TASK: Write out every line of the data below again, substituting "one point for each instance" for each occurrence of "one point per instance" and changing nothing else.

====== ENTRIES SHOWN

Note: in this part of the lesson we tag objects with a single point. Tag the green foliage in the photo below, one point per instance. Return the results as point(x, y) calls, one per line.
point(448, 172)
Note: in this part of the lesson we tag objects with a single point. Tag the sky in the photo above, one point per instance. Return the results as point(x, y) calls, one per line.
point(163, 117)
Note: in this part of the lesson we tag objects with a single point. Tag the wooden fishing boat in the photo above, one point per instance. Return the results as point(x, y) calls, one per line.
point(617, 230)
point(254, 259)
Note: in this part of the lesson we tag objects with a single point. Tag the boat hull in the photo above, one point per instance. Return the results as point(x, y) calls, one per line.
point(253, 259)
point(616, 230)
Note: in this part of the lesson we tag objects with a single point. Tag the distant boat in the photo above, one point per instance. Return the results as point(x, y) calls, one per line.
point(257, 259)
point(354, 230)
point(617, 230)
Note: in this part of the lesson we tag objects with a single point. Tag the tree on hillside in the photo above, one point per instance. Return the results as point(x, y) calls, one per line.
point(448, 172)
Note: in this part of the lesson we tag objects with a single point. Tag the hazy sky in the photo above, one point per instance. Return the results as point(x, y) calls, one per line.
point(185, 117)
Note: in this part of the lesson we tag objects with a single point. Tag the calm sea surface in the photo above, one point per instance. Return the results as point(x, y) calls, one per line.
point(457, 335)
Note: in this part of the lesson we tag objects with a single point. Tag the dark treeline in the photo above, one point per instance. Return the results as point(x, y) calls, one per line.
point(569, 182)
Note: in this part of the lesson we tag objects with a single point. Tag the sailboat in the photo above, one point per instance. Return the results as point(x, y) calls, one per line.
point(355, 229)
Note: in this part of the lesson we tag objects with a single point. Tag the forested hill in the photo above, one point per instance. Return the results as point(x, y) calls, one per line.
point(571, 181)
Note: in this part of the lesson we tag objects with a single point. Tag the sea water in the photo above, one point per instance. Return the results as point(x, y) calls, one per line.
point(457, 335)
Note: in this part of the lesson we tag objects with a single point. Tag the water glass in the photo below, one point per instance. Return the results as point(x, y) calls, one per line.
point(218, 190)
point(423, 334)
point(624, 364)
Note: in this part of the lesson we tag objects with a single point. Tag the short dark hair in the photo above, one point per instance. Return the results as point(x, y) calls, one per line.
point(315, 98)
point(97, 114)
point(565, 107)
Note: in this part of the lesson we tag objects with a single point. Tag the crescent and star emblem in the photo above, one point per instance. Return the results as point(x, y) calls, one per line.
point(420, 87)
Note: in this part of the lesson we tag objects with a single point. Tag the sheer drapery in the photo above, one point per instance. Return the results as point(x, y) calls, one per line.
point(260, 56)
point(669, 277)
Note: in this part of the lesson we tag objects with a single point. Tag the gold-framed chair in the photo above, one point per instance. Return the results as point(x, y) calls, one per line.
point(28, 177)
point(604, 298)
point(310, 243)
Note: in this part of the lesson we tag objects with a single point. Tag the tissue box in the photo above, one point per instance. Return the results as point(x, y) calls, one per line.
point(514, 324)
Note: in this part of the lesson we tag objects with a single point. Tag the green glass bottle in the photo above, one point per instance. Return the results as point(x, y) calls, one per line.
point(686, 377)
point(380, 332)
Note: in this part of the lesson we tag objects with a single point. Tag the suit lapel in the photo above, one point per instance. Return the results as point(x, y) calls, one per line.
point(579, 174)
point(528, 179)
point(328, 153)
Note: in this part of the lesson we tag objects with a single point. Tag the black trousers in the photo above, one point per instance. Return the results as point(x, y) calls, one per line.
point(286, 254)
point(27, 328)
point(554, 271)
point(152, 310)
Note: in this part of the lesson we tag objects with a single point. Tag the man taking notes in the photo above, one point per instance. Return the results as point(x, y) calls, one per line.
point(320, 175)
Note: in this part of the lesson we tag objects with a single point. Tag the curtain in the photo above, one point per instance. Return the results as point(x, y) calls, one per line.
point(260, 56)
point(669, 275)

============

FULL OUTPUT:
Note: in this part of the lesson we tag objects with a single point. Tag the green foliage in the photo below, one point for each instance. Return the results as point(x, y) calls, one per line.
point(448, 172)
Note: in this part of the lesson we tag objects with a single point. Tag the sky in the photo above, one point for each instance. Return the results as point(x, y) calls, one per line.
point(163, 117)
Note: in this part of the lesson we tag objects with a single point. Tag the wooden fishing boat in the photo above, one point for each instance. Return the results as point(x, y) calls, one per line.
point(617, 230)
point(254, 259)
Note: in this part of the lesson we tag objects with a single point. Tag the boat hull in the photo above, one point for each instance. Return the results as point(x, y) calls, one per line.
point(253, 259)
point(616, 230)
Note: in this part of the lesson we tag objects with a single point. Tag the distant boat in the photo above, one point for each instance. Return the results as point(x, y) calls, one per line.
point(257, 259)
point(354, 230)
point(617, 230)
Note: in this part of the lesson we tag objects with a single point. Tag the tree on hillside in the photo above, one point for each instance. Return the results as point(x, y) calls, one per line.
point(448, 172)
Note: in this part of the lesson we tag objects with a single point. Tag the hazy sky in the photo above, one point for each instance. Return the results as point(x, y) calls, one per line.
point(185, 117)
Note: in this part of the lesson we tag objects with a single point. Tag the calm sea surface in the photo above, one point for each instance. Return the results as point(x, y) calls, one per line.
point(457, 335)
Note: in this part of the lesson we tag objects with a single point. Tag the dark treeline in the photo above, one point for each instance. Return the results as point(x, y) calls, one per line.
point(569, 182)
Note: in this part of the lesson we tag objects with a single point. Tag the sailboat in the photo above, one point for each instance. Return the results as point(x, y) calls, one per line.
point(355, 229)
Note: in this part of the lesson we tag objects with a single point. Tag the forested hill in the photo above, one point for each instance. Return the results as point(x, y) calls, one per line.
point(571, 181)
Note: in this part of the lesson we tag objects with a single point. Tag the sea water in the photo above, one point for each instance. Return the results as point(x, y) calls, one per line.
point(457, 335)
Note: in this part of the lesson we tag objects with a single point. Tag the water glass in the photo below, one point for each instance. Return the results as point(x, y) calls, one per line.
point(218, 190)
point(423, 334)
point(624, 364)
Note: in this part of the lesson we tag objects with a single point. Tag the short dark hair in the photo above, one point for each instance. Return the results as point(x, y) calls, one per line.
point(315, 98)
point(97, 114)
point(565, 107)
Note: in this part of the lesson we tag objects with a single point. Tag the crescent and star emblem in the photo above, one point for each instance. Return the results as point(x, y) calls, one per line.
point(420, 87)
Note: in this part of the lesson we tag objects with a single point. Tag the sheer drapery in the photo above, one point for each instance. Return the results as point(x, y) calls, one per line.
point(260, 56)
point(669, 277)
Note: in this part of the lesson we tag objects with a single point. Tag the gold-framed chair in the photo above, one point for each instance. Return the results as point(x, y) calls, one per line.
point(28, 177)
point(604, 298)
point(310, 243)
Note: in this part of the lesson we tag objects with a single point. Tag the tissue box in the photo above, one point for each instance. Return the results as point(x, y) calls, one per line.
point(514, 324)
Note: in this part of the lesson we tag objects with a single point. Tag the green glass bottle in the photo above, one point for each instance. Return the results as point(x, y) calls, one per line.
point(686, 377)
point(380, 332)
Note: in this part of the lesson we tag objects with a single point. Tag the suit lapel in the photo above, one point for each instance. Return the results as point(x, y) calls, one per line.
point(579, 174)
point(528, 179)
point(328, 153)
Note: in this part of the lesson we tag objects with a single point. Tag the black trousers in the photo above, one point for each instance. Return the results as point(x, y) calls, one per line.
point(286, 254)
point(27, 328)
point(554, 271)
point(152, 310)
Note: in this part of the lesson we tag objects with a single point. Tag the man taking notes in the photo above, one point for each instance. Return the results as point(x, y) calls, one per line.
point(320, 175)
Note: in this part of the lesson we tag objects with a single point. Tag the curtain in the photo above, one point for each instance. Return the results as point(x, y) calls, one per line.
point(260, 56)
point(669, 275)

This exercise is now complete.